Objective 1:
From the forum thread about Hank, copy everything from "## Casa_la_Palma (Oct" down to "little guy, congratulations!!".
Objective 2:
Give the usernames of everyone who posted in the forum thread about Hank.
Objective 3:
Summarize the forum thread about Hank in two sentences.

Document extract:
==========

# Hank is a WINNER!



## Casa_la_Palma (Oct 15, 2013)

I am so stinkin' excited I have to share. Our first ever show and my 4 month old Miniature LaMancha buck Snowdale Acres Hank took not only Champion Junior Buck with 6 in his class but finished the day with Grand Champion Buck (winning over 4 senior bucks) at the TMGR Mini Mania show held in Lakeside Ca. I'm so happy and proud of my little guy!!!


----------



## CritterCarnival (Sep 18, 2013)

Cute little guy, congratulations!!


----------



## milk and honey (Oct 31, 2010)

Congrats! Handsome guy!


----------



## dreamacresfarm2 (May 10, 2014)

good job - he looks like he has personality plus too.


----------



## groovyoldlady (Jul 21, 2011)

Oh...wow. I am drooling. He is so level, even without being squatted down. And I love his little smug smile. ;-) Congratulations!

==========

Provided data:
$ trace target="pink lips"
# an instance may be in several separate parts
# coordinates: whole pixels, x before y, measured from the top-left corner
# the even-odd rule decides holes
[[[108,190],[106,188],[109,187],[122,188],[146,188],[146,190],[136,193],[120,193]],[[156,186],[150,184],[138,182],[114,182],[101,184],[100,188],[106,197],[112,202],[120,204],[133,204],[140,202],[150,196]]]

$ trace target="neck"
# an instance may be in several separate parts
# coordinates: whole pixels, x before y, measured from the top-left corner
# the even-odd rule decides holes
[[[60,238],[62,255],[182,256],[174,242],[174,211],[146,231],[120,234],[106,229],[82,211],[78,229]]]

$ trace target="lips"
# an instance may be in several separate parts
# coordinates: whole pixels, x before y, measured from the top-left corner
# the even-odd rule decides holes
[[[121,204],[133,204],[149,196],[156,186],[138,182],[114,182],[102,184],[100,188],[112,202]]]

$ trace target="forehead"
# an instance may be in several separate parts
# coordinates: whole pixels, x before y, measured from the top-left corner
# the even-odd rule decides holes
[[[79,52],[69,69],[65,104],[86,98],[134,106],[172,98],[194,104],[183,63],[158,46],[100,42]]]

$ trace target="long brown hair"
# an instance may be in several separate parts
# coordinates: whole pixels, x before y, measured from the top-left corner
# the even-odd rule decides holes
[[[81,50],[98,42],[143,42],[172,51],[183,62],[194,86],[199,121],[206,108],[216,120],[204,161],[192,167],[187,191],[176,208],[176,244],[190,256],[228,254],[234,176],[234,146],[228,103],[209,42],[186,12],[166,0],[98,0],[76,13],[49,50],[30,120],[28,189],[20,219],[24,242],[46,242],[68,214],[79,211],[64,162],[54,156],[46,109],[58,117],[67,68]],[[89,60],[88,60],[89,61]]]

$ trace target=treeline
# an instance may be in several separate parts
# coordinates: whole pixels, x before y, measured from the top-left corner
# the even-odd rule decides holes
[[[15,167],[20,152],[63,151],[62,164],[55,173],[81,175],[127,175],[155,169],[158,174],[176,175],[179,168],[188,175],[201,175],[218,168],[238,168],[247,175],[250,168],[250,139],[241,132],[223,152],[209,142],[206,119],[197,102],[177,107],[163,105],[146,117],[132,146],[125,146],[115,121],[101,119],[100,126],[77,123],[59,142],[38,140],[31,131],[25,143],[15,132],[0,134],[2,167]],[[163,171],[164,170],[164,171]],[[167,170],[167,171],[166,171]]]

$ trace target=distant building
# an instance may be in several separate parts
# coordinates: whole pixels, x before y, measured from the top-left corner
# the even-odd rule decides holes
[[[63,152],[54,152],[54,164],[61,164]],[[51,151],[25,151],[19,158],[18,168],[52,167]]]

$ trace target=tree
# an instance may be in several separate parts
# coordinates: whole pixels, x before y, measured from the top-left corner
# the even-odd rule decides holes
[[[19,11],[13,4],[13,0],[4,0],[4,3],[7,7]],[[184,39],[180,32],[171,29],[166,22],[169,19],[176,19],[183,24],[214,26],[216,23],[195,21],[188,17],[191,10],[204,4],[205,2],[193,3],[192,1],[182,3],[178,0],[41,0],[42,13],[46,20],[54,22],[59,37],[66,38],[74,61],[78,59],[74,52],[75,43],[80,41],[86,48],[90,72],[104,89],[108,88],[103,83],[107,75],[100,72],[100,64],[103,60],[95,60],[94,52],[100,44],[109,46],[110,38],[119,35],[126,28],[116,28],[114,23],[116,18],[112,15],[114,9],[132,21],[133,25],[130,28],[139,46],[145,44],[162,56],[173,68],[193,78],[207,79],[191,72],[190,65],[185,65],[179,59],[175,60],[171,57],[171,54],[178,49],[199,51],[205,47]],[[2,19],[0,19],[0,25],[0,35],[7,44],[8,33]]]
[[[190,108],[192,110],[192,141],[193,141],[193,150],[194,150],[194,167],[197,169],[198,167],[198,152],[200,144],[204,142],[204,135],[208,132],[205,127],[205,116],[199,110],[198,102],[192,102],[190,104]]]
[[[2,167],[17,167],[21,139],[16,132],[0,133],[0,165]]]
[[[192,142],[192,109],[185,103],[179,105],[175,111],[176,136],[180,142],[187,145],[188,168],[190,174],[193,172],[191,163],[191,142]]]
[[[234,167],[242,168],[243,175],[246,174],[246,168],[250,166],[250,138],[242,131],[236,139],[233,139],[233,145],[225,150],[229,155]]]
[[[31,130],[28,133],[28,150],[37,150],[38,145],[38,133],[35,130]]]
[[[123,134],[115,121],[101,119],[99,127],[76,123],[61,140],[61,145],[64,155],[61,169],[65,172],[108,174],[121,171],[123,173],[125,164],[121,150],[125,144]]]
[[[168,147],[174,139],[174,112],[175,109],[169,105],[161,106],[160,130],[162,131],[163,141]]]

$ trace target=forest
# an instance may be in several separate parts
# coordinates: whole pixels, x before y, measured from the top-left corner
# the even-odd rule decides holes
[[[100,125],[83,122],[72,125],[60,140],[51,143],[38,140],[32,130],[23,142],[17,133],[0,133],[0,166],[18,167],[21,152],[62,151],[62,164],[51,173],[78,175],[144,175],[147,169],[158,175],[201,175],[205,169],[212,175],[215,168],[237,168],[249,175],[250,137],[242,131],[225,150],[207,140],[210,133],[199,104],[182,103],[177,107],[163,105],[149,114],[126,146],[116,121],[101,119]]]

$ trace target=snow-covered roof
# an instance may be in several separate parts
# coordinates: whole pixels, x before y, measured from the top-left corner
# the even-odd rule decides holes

==========

Complete answer 1:
## Casa_la_Palma (Oct 15, 2013)

I am so stinkin' excited I have to share. Our first ever show and my 4 month old Miniature LaMancha buck Snowdale Acres Hank took not only Champion Junior Buck with 6 in his class but finished the day with Grand Champion Buck (winning over 4 senior bucks) at the TMGR Mini Mania show held in Lakeside Ca. I'm so happy and proud of my little guy!!!


----------



## CritterCarnival (Sep 18, 2013)

Cute little guy, congratulations!!

Complete answer 2:
Casa_la_Palma
CritterCarnival
milk and honey
dreamacresfarm2
groovyoldlady

Complete answer 3:
At their first show ever, Casa_la_Palma's 4-month-old Miniature LaMancha buck, Snowdale Acres Hank, won Champion Junior Buck and then Grand Champion Buck over 4 senior bucks at the TMGR Mini Mania show in Lakeside Ca. Other posters congratulate the owner, calling Hank cute and handsome, saying he seems to have lots of personality, and praising how level he is.